We argue that the strong theory of performativity and self-fulfilling prophecy (Barnes, Desrosières, Hacking, MacKenzie, Thévenot) should be taken as a point of departure in studies of the culture of classification in the education system in order to address what is at stake. In the following, we identify three critical areas in which the notion of the benefits of the quantification turn is challenged. Pertaining to the context of the education system in the Norwegian welfare state, we question what is at stake in state bureaucracy, in professional practice, and for individual pupils.
Following the classifications: What is at stake?
What is at stake in state bureaucracy?
How are statistical tools constructed, used, and justified for the purpose of quantification and measurement? What might be the implications? Many studies attempt to measure effects, often based on the Campbell Collaboration’s models for meta-studies, which use statistical methods to combine results from several independent studies of the same problem. In Norway, this is used by, among others, the Knowledge Centre for Education (see Lillejord et al., 2015). The same rationale lies behind the wish of the National Commission on Gender Equality in Education to measure and assess children’s potential and performance based on register data (NOU, 2019: 3). The report can serve as an example of a set of underlying assumptions that are commonly used to justify measurement and quantification. First, the relatively poorer academic performance of boys compared with girls is portrayed as a social problem per se, not as a problem that is socially constructed. Second, academic performance is held up uncontested as a valid indicator of people’s potential to succeed later in life, assuming an unconditional causal relationship. Third, it states that there is a need for more research and statistical data (preferably longitudinal) that is evidence-based, implying that such data is essentially reliable and valid (an assumption that has been an object of criticism since the early anti-positivists). Fourth, the current classification system (grades) is presented as an abstract and uncontested reality, rendering its very existence unquestioned. Finally, statistical data is portrayed as objective and descriptive, thus ignoring the prescriptive effects of classification that contribute to reinforcing the classification system itself. Moreover, the report exemplifies the increasing reliance on evidence, commonly associated with the ‘gold standard’ of randomised controlled trials (RCT).
The report provides an example of how modern classification systems are constructed with the dual ambition of, in this case, helping boys who perform poorly academically while simultaneously improving economic efficiency. The process has a parallel in the construction of statistical knowledge in nineteenth-century Britain. Donald Mackenzie (1979, 1981) showed how statistical knowledge was produced to satisfy particular class interests in Victorian England. Mackenzie’s starting point is the structural position of the mathematical statistician Kart Pearson as a professional middle-class person. Pearson developed his thinking by mobilising what nineteenth-century British middle-class culture had to offer (morals, philosophy, Darwinism, eugenics, mathematics), and he creatively put this together and developed his statistics. He became a eugenicist during the 1880s, asking whether the sick and the violent should have the right to reproduce and create new sick and brutal humans. His socialist solution (in a social Darwinistic sense and interpreted on a collective level – survival of the fittest group) was government intervention in childbearing. His thinking was ‘condensed into his eugenics’. He regarded eugenics – i.e. the idea that natural selection must be replaced with artificial selection – as an integrated part of politics (social change was to be controlled from above and with the knowledgeable classes seated at the controls); at the same time, it was an application of his moral philosophy (only the scientifically educated can be moral) to human reproduction and a science to be developed along the lines of his epistemology; finally, the necessity of a programme of national eugenics was, he felt, a direct consequence of the application of evolutionary theory to the contemporary world of international competition. Thus, behind the construction of statistical tools, such as multiple regression analysis and Pearson’s R, is a rather elitist and hygienic demand for ‘normality’.
........
*PROBLEMS*
a. Answer these questions on the text on classification in education:
(i) In which three areas do the authors question what is at stake?
(ii) Which body's wish to measure children's potential and performance from register data is cited?
(iii) During which decade did Pearson become a eugenicist?
b. In the text on classification in education, rewrite the paragraph beginning "The report provides an example of how modern classification systems" as a short bulleted list that keeps its main facts.
Rely only on the text on classification in education, with no outside sources.

*PROVIDED DATA*
........
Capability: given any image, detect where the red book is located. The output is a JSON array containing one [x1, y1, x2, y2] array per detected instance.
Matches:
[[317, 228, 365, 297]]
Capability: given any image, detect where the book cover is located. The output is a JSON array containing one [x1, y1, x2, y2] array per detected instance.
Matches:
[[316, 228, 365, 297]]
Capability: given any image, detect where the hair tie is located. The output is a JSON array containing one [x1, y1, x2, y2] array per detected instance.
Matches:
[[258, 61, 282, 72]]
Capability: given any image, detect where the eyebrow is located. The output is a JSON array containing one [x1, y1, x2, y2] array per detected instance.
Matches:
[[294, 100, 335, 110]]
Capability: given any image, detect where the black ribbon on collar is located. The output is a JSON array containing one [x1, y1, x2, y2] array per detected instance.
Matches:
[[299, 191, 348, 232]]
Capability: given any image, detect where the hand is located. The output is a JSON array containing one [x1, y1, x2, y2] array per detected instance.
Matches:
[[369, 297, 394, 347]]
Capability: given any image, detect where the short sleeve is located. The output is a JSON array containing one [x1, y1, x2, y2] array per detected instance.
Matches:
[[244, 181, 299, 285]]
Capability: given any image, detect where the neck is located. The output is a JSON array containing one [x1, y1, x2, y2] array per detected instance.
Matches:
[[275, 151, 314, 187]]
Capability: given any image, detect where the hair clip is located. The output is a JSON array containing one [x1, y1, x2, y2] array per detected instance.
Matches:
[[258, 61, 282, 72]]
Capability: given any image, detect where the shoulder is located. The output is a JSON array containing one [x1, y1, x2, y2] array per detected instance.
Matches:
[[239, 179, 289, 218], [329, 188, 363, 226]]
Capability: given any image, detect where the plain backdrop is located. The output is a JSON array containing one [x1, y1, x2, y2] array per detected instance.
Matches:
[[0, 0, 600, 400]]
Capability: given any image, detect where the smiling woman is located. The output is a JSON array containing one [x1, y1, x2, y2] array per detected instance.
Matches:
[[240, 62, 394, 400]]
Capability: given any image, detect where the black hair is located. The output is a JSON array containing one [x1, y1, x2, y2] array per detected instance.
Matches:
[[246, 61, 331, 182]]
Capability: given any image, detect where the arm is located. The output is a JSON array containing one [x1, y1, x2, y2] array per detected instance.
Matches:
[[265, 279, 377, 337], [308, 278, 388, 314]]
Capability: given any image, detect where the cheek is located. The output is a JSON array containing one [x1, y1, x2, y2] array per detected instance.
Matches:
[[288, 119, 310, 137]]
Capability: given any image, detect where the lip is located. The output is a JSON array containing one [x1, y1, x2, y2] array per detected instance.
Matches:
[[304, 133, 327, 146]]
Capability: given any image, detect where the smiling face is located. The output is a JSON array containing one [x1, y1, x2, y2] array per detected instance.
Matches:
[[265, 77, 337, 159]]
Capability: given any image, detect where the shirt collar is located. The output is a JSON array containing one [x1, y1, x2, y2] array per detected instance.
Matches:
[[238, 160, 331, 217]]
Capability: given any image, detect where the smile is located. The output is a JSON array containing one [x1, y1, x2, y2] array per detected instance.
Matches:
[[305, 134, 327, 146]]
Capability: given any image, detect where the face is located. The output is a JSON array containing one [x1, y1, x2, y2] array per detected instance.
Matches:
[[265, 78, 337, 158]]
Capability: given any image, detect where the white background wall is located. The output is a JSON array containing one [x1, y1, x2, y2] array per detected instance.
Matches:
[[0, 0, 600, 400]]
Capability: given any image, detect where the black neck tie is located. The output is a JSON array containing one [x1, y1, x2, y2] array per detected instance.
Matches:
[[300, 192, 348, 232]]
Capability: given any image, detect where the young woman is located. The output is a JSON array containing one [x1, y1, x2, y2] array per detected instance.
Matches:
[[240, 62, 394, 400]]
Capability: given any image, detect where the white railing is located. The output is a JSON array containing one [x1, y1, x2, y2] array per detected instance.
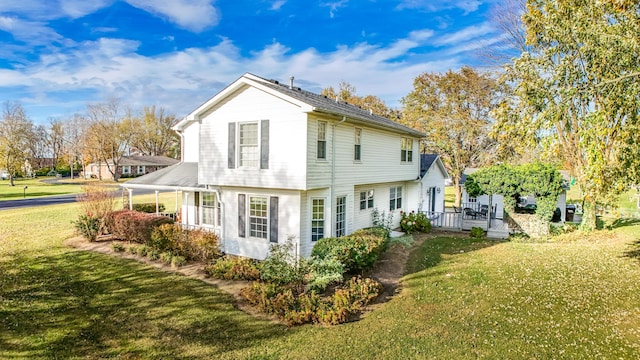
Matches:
[[422, 211, 462, 230]]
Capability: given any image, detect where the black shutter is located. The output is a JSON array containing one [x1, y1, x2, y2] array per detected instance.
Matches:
[[260, 120, 269, 169], [228, 123, 236, 169], [193, 192, 200, 225], [269, 196, 278, 243], [238, 194, 247, 237]]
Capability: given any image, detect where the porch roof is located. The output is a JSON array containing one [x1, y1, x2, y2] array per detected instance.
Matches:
[[121, 162, 205, 190]]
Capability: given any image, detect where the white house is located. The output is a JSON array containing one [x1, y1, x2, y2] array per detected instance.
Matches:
[[122, 74, 446, 259], [460, 168, 573, 222]]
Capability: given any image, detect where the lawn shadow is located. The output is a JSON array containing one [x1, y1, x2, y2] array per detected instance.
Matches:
[[405, 235, 504, 275], [0, 251, 291, 358], [609, 218, 640, 229]]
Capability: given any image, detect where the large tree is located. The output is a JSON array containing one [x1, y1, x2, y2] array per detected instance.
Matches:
[[402, 67, 499, 205], [320, 81, 400, 120], [496, 0, 640, 230], [131, 106, 180, 156], [85, 99, 135, 181], [0, 102, 33, 186]]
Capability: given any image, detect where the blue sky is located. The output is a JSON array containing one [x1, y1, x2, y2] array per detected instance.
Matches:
[[0, 0, 500, 124]]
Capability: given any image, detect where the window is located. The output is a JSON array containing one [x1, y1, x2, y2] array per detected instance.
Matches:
[[249, 196, 269, 239], [311, 199, 324, 241], [336, 196, 347, 237], [389, 186, 402, 211], [238, 123, 260, 168], [318, 121, 327, 160], [360, 190, 373, 210], [353, 128, 362, 161], [201, 192, 219, 225], [400, 138, 413, 162]]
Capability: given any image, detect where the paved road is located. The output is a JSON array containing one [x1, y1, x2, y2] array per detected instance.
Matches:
[[0, 190, 159, 210]]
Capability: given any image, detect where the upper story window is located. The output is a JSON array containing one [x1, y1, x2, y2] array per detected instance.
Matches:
[[238, 122, 260, 168], [353, 128, 362, 161], [249, 196, 269, 239], [318, 121, 327, 160], [360, 190, 373, 210], [389, 186, 402, 211], [400, 138, 413, 162]]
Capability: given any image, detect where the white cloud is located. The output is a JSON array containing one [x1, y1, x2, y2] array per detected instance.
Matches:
[[270, 0, 287, 11], [126, 0, 219, 32], [398, 0, 482, 14]]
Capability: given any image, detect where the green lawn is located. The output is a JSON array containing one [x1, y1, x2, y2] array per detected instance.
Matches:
[[0, 205, 640, 359], [0, 178, 92, 201]]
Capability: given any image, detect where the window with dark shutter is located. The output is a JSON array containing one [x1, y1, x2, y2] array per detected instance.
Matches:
[[228, 123, 236, 169], [260, 120, 269, 169], [238, 194, 247, 237], [269, 197, 278, 243]]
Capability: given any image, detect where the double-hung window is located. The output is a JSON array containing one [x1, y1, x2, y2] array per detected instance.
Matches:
[[360, 190, 373, 210], [249, 196, 269, 239], [353, 128, 362, 161], [238, 122, 260, 168], [201, 192, 218, 225], [389, 186, 402, 211], [317, 121, 327, 160], [400, 138, 413, 162], [311, 198, 324, 241]]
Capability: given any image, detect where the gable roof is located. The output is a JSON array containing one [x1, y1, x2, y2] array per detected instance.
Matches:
[[121, 162, 200, 190], [420, 154, 449, 179], [174, 73, 426, 138]]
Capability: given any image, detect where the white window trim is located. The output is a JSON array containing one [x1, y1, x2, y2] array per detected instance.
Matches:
[[244, 194, 271, 242], [236, 120, 262, 169], [309, 196, 327, 243]]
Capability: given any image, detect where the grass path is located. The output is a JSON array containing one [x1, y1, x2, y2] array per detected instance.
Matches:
[[0, 205, 640, 359]]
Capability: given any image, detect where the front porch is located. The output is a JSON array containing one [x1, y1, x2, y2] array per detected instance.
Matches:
[[423, 208, 509, 239]]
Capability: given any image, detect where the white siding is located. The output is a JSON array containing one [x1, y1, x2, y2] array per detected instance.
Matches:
[[198, 88, 307, 190], [182, 122, 200, 162], [221, 188, 301, 259]]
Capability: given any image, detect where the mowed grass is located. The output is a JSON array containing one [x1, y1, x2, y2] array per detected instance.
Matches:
[[0, 178, 90, 201], [0, 201, 640, 359]]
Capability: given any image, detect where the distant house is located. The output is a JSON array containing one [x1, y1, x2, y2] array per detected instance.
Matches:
[[83, 155, 179, 180], [121, 74, 448, 259], [460, 168, 573, 222]]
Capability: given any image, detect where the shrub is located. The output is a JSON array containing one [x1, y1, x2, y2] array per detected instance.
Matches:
[[147, 249, 160, 261], [400, 211, 431, 234], [205, 256, 260, 280], [260, 241, 306, 285], [131, 203, 165, 214], [73, 214, 102, 241], [160, 252, 173, 264], [469, 226, 484, 239], [109, 210, 173, 244], [111, 243, 124, 252], [148, 223, 222, 262], [171, 255, 187, 269], [311, 228, 388, 272], [305, 258, 344, 292]]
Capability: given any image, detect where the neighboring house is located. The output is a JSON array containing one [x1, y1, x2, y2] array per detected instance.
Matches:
[[83, 155, 179, 180], [460, 168, 572, 222], [122, 74, 444, 259], [418, 154, 449, 213]]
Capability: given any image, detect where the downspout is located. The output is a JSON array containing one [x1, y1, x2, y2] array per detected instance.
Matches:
[[329, 116, 347, 233]]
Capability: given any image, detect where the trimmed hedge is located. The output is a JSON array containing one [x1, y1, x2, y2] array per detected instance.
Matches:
[[131, 203, 165, 214], [106, 210, 173, 244], [311, 228, 389, 272], [147, 222, 222, 262]]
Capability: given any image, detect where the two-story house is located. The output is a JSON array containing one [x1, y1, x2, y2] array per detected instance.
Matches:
[[122, 74, 447, 259]]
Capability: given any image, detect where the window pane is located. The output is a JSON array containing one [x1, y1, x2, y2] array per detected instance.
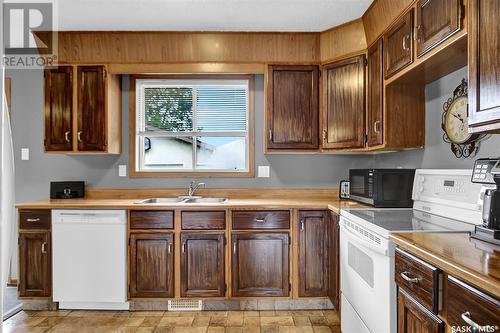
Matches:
[[143, 137, 193, 170], [196, 86, 247, 132], [144, 88, 193, 132], [196, 137, 246, 171]]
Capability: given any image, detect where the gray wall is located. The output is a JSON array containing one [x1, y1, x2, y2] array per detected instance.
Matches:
[[8, 70, 373, 202], [7, 64, 500, 202], [374, 67, 500, 169]]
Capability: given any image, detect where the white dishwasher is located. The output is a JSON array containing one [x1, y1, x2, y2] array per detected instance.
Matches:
[[52, 210, 129, 310]]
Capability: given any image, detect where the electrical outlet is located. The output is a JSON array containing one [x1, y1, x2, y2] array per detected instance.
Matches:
[[21, 148, 30, 161], [118, 164, 127, 177], [257, 165, 270, 178]]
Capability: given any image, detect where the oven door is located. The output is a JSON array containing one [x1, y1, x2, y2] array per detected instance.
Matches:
[[349, 169, 373, 205], [340, 217, 397, 333]]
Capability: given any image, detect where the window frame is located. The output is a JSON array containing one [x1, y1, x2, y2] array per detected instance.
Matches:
[[129, 74, 255, 178]]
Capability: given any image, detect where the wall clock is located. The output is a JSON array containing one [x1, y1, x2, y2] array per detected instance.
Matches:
[[441, 79, 484, 158]]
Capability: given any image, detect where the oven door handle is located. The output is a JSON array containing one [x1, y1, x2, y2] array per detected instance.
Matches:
[[341, 225, 388, 256]]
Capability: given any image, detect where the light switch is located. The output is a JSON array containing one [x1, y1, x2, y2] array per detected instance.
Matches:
[[118, 164, 127, 177], [21, 148, 30, 161], [257, 165, 270, 178]]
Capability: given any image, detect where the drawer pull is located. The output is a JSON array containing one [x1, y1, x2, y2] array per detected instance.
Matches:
[[461, 311, 483, 332], [400, 271, 420, 283]]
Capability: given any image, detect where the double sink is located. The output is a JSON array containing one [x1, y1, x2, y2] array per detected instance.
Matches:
[[134, 196, 227, 205]]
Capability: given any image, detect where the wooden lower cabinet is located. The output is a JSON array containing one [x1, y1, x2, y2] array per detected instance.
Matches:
[[327, 212, 340, 310], [129, 233, 174, 298], [398, 288, 443, 333], [19, 231, 52, 297], [232, 232, 290, 297], [298, 211, 330, 297], [181, 233, 226, 297]]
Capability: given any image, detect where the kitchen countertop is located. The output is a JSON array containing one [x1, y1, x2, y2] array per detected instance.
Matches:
[[16, 198, 366, 213], [390, 233, 500, 299]]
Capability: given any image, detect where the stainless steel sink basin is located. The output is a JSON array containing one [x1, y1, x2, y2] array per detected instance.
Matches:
[[134, 198, 185, 204], [134, 197, 227, 205], [184, 198, 227, 203]]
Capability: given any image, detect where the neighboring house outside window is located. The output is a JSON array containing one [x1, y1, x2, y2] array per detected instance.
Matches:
[[131, 75, 254, 177]]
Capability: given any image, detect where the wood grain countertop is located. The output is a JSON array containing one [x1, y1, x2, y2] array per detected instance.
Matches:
[[16, 198, 366, 213], [390, 233, 500, 299]]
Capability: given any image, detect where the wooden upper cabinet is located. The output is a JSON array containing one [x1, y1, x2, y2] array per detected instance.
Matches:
[[44, 66, 73, 151], [298, 211, 330, 297], [19, 231, 52, 297], [266, 65, 319, 150], [77, 66, 106, 151], [231, 233, 290, 297], [181, 233, 226, 297], [366, 39, 384, 147], [398, 289, 443, 333], [129, 233, 174, 298], [45, 66, 121, 154], [384, 10, 413, 78], [468, 0, 500, 132], [415, 0, 462, 57], [322, 55, 365, 149]]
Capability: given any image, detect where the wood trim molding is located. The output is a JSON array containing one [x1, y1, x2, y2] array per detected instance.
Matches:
[[129, 74, 255, 178]]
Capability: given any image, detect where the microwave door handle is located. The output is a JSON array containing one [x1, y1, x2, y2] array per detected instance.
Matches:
[[341, 225, 387, 256]]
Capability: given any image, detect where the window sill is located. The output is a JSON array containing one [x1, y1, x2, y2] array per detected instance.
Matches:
[[129, 168, 255, 178]]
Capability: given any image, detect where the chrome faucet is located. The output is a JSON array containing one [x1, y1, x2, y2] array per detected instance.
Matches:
[[188, 180, 205, 197]]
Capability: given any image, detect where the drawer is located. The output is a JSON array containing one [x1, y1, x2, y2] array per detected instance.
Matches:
[[19, 209, 50, 230], [444, 276, 500, 326], [181, 211, 226, 230], [395, 248, 439, 314], [130, 210, 174, 229], [232, 210, 290, 229]]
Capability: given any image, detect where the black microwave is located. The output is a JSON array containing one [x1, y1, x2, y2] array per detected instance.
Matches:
[[349, 169, 415, 208]]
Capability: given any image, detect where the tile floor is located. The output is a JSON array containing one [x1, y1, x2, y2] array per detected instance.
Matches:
[[3, 310, 340, 333]]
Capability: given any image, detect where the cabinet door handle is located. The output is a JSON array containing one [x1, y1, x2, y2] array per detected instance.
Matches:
[[403, 35, 410, 51], [399, 271, 420, 283], [460, 311, 483, 332]]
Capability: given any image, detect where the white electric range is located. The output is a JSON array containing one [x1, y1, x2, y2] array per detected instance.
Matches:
[[340, 169, 485, 333]]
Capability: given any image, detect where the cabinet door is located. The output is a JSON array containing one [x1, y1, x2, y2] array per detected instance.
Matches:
[[384, 10, 413, 78], [298, 211, 330, 297], [77, 66, 106, 151], [266, 65, 319, 149], [328, 212, 340, 310], [129, 233, 174, 298], [398, 289, 443, 333], [468, 0, 500, 129], [19, 231, 52, 297], [232, 233, 290, 296], [44, 66, 73, 151], [323, 55, 365, 148], [181, 233, 226, 297], [416, 0, 461, 57], [366, 39, 384, 147]]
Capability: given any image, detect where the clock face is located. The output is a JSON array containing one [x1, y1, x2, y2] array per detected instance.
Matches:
[[444, 96, 472, 143]]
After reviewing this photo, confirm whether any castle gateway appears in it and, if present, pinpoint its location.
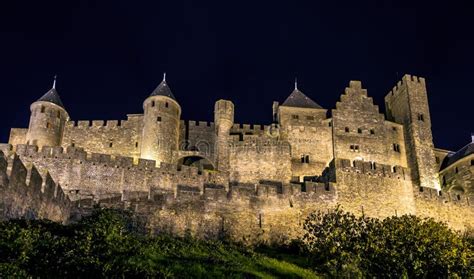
........
*SOLVED TASKS*
a.
(i) State bureaucracy, professional practice, and individual pupils.
(ii) The National Commission on Gender Equality in Education (NOU, 2019: 3).
(iii) The 1880s.

b.
- The report shows modern classification systems built with a dual aim: helping boys who perform poorly academically and improving economic efficiency.
- This parallels how statistical knowledge was constructed in nineteenth-century Britain.
- Donald Mackenzie (1979, 1981) showed that statistical knowledge in Victorian England was produced to serve particular class interests.
- Mackenzie starts from the structural position of the mathematical statistician Kart Pearson as a professional middle-class person.
- Pearson built his statistics from the morals, philosophy, Darwinism, eugenics, and mathematics available in British middle-class culture.
- In the 1880s he became a eugenicist. He asked whether the sick and the violent should have the right to reproduce.
- His socialist solution, understood in a social Darwinist, collective sense, was government intervention in childbearing.
- He treated eugenics as several things at once:
  - part of politics, with social change controlled from above by the knowledgeable classes
  - an application of his moral philosophy to human reproduction
  - a science developed along the lines of his epistemology
  - a necessity arising from applying evolutionary theory to international competition
- Behind statistical tools such as multiple regression analysis and Pearson's R lies an elitist and hygienic demand for "normality."